◆ Text excerpt ◆
NEW ORLEANS (BP)–A federal appeals court panel refused to revisit the Roe v. Wade decision Sept. 14, although one of the judges took the opportunity to blast the controversial abortion ruling by calling it an “exercise of raw judicial power.”
The three-judge panel of the Fifth Circuit Court of Appeals unanimously voted to dismiss a case brought by Norma McCorvey, who was the “Jane Roe” in the landmark 1973 decision legalizing abortion. Although she sued then to legalize abortion, she has since had a change of heart and wants to see the decision overturned.
At issue in Roe v. Wade was a Texas law that outlawed abortion.
“Suits regarding the constitutionality of statutes become moot once the statute is repealed,” Circuit Judge Edith H. Jones wrote in the opinion.
Because Texas currently has laws regulating abortion — such as a law limiting the availability of abortion to minors — the original Texas statute outlawing abortion has been repealed by implication, Jones wrote. McCorvey’s lawyers say they will appeal the dismissal to the U.S. Supreme Court.
But Jones, a nominee of President Reagan, also wrote a separate concurring opinion — signed only by her — in which she criticized the Roe court and expressed her hope that the U.S. Supreme Court someday would revisit the case.
She even used the phrase “unborn child.”
“Because the Court’s rulings have rendered basic abortion policy beyond the power of our legislative bodies, the arms of representative government may not meaningfully debate McCorvey’s evidence,” Jones wrote. “The perverse result of the Court’s having determined through constitutional adjudication this fundamental social policy, which affects over a million women and unborn babies each year, is that the facts no longer matter.
“This is a peculiar outcome for a Court so committed to ‘life’ that it struggles with the particular facts of dozens of death penalty cases each year.”
Jones asserted that current abortion law originated out of an “exercise of raw judicial power.”
“Hard and social science will of course progress even though the Supreme Court averts its eyes,” she wrote. “It takes no expert prognosticator to know that research on women’s mental and physical health following abortion will yield an eventual medical consensus, and neonatal science will push the frontiers of fetal ‘viability’ ever closer to the date of conception. One may fervently hope that the court will someday acknowledge such developments and re-evaluate Roe and Casey accordingly.”

◆ Extracted entries ◆
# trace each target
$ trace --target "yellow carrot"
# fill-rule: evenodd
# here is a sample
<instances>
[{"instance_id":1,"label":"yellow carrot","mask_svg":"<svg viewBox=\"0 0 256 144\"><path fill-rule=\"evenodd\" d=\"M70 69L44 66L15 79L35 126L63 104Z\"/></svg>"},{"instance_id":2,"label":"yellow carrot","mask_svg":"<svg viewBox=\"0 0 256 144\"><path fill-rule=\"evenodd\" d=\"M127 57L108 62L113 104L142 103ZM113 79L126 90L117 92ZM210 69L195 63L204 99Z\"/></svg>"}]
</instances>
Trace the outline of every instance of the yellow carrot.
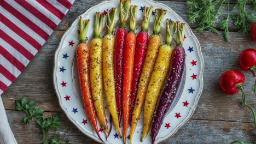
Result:
<instances>
[{"instance_id":1,"label":"yellow carrot","mask_svg":"<svg viewBox=\"0 0 256 144\"><path fill-rule=\"evenodd\" d=\"M102 31L103 17L103 14L96 13L94 23L94 38L91 41L90 49L90 80L92 99L100 125L108 137L108 122L103 98L102 40L100 37Z\"/></svg>"},{"instance_id":2,"label":"yellow carrot","mask_svg":"<svg viewBox=\"0 0 256 144\"><path fill-rule=\"evenodd\" d=\"M139 111L141 112L141 108L145 99L145 95L147 91L148 84L150 78L151 73L153 69L154 64L156 59L158 51L161 45L161 37L159 32L161 29L161 24L162 20L165 15L166 11L163 9L156 9L155 10L155 22L154 23L153 34L149 37L148 40L148 49L147 50L146 57L144 62L143 68L141 75L139 80L139 88L137 94L136 101L140 103ZM144 115L145 115L144 110ZM150 118L147 115L144 117L144 121ZM143 130L141 141L143 141L149 130L150 125L143 125Z\"/></svg>"},{"instance_id":3,"label":"yellow carrot","mask_svg":"<svg viewBox=\"0 0 256 144\"><path fill-rule=\"evenodd\" d=\"M175 29L175 23L173 21L170 22L169 20L167 19L166 43L159 49L147 90L144 107L145 119L143 121L143 127L144 128L149 128L150 127L161 88L167 74L173 49L170 45ZM146 131L144 131L146 133ZM155 131L152 131L152 135ZM152 140L152 141L154 142L154 140Z\"/></svg>"},{"instance_id":4,"label":"yellow carrot","mask_svg":"<svg viewBox=\"0 0 256 144\"><path fill-rule=\"evenodd\" d=\"M115 79L114 75L114 46L115 37L112 34L117 9L107 11L107 34L103 39L102 66L105 95L109 112L117 134L121 136L119 130L118 110L115 100Z\"/></svg>"}]
</instances>

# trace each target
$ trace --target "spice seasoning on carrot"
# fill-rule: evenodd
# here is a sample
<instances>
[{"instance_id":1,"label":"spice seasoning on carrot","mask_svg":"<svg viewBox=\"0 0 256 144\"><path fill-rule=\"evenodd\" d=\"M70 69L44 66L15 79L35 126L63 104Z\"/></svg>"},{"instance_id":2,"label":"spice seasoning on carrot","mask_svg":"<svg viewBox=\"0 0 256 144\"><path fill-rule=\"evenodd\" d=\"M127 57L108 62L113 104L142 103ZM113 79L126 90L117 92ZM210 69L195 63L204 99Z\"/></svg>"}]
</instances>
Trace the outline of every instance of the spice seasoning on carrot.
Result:
<instances>
[{"instance_id":1,"label":"spice seasoning on carrot","mask_svg":"<svg viewBox=\"0 0 256 144\"><path fill-rule=\"evenodd\" d=\"M132 136L136 128L137 123L139 118L140 111L138 105L135 104L137 91L138 87L139 76L142 70L142 66L148 46L148 29L153 11L153 7L144 7L143 19L141 26L141 31L138 34L136 38L136 45L135 55L134 57L134 64L132 73L132 88L131 92L131 128L130 134L130 141L131 143ZM142 107L142 106L141 106ZM134 107L134 109L133 109Z\"/></svg>"},{"instance_id":2,"label":"spice seasoning on carrot","mask_svg":"<svg viewBox=\"0 0 256 144\"><path fill-rule=\"evenodd\" d=\"M154 116L151 133L153 143L155 142L156 135L162 124L164 118L176 95L185 66L185 50L182 46L185 24L177 21L176 26L177 46L172 52L168 74L160 97L161 98L155 111L155 115ZM147 103L147 101L145 104ZM152 116L153 116L153 115Z\"/></svg>"},{"instance_id":3,"label":"spice seasoning on carrot","mask_svg":"<svg viewBox=\"0 0 256 144\"><path fill-rule=\"evenodd\" d=\"M96 115L90 82L89 47L85 43L89 23L90 20L83 20L82 17L80 17L80 44L77 47L77 64L84 109L94 130L103 142L98 131Z\"/></svg>"},{"instance_id":4,"label":"spice seasoning on carrot","mask_svg":"<svg viewBox=\"0 0 256 144\"><path fill-rule=\"evenodd\" d=\"M103 85L107 103L112 117L117 134L121 137L119 130L118 110L115 100L115 79L114 75L114 45L115 38L113 35L116 8L111 11L107 10L107 34L104 37L102 45L102 68Z\"/></svg>"},{"instance_id":5,"label":"spice seasoning on carrot","mask_svg":"<svg viewBox=\"0 0 256 144\"><path fill-rule=\"evenodd\" d=\"M123 137L126 143L126 133L129 125L130 114L130 97L132 86L132 71L135 54L136 34L134 32L136 26L137 7L131 5L130 9L130 32L127 35L124 49L124 89L123 91Z\"/></svg>"},{"instance_id":6,"label":"spice seasoning on carrot","mask_svg":"<svg viewBox=\"0 0 256 144\"><path fill-rule=\"evenodd\" d=\"M91 41L90 51L90 80L95 110L100 125L107 137L108 136L108 122L106 117L103 98L102 80L102 31L104 15L97 12L94 23L94 38Z\"/></svg>"},{"instance_id":7,"label":"spice seasoning on carrot","mask_svg":"<svg viewBox=\"0 0 256 144\"><path fill-rule=\"evenodd\" d=\"M115 99L118 108L119 124L122 116L123 75L124 65L124 50L126 39L127 18L131 5L130 0L121 0L120 3L119 23L120 27L116 33L115 48L114 51L114 66L115 70Z\"/></svg>"},{"instance_id":8,"label":"spice seasoning on carrot","mask_svg":"<svg viewBox=\"0 0 256 144\"><path fill-rule=\"evenodd\" d=\"M141 73L141 79L139 79L139 86L138 89L138 93L137 93L136 100L138 100L138 101L139 101L139 103L141 105L142 105L144 101L148 84L149 82L158 51L161 45L161 37L159 35L159 32L161 29L162 20L166 13L166 10L161 9L155 10L155 20L154 22L153 34L150 35L148 40L146 57L145 58L145 62L144 63L143 68ZM150 118L147 115L147 110L144 109L143 130L141 139L141 141L143 141L149 131L150 123L147 123L146 122L148 119L150 119Z\"/></svg>"}]
</instances>

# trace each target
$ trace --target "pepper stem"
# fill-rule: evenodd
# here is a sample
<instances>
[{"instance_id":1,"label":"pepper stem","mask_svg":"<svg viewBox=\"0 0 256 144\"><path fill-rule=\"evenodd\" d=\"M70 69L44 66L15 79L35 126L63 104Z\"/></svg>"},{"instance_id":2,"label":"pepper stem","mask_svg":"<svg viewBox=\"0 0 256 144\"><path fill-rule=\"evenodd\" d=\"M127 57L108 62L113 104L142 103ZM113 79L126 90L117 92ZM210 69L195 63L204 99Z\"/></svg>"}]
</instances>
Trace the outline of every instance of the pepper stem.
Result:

◆ Work instructions ◆
• a. Name every person the Roe v. Wade appeals court article identifies by name, listing each person once.
• b. Pick up the news article about the appeals court's dismissal of the Roe v. Wade case from its final sentence and write what comes next.

◆ Task-by-task answers ◆
• a.
- Norma McCorvey (the "Jane Roe" of the 1973 decision)
- Edith H. Jones
- President Reagan

• b.
“Casey” is Planned Parenthood v. Casey, the 1992 Supreme Court decision that upheld Roe v. Wade but allowed some restrictions.
“McCorvey presented evidence that goes to the heart of the balance Roe struck between the choice of a mother and the life of her unborn child,” Jones wrote.
Jones then listed McCorvey’s evidence, apparently acknowledging that she agreed with it.
McCorvey’s lawyers presented thousands of affidavits from women who had abortions and who claimed to have suffered emotional damage.
“Studies by scientists, offered by McCorvey, suggest that women may be affected emotionally and physically for years afterward and may be more prone to engage in high-risk, self-destructive conduct as a result of having had abortions,” Jones wrote.
Unlike what was originally intended at the time of Roe, McCorvey’s lawyers said, abortion decisions are not made in close consultation with the doctor.
“According to the affidavits, women are often herded through their procedures with little or no medical or emotional counseling,” Jones said.
In addition, McCorvey’s lawyers argued that the stigma of having a baby out of wedlock has changed in the last three decades.
“No longer does the unwed mother face social ostracism,” Jones wrote, “and government programs offer medical care, social services, and even, through ‘Baby Moses’ laws in over three-quarters of the states, the option of leaving a newborn directly in the care of the state until it can be adopted.
Lastly, Jones noted, science has changed.
“[N]eonatal and medical science, summarized by McCorvey, now graphically portrays, as science was unable to do 31 years ago, how a baby develops sensitivity to external stimuli and to pain much earlier than was then believed,” she wrote. “In sum, if courts were to delve into the facts underlying Roe’s balancing scheme with present-day knowledge, they might conclude that the woman’s ‘choice’ is far more risky and less beneficial, and the child’s sentience far more advanced, than the Roe Court knew.”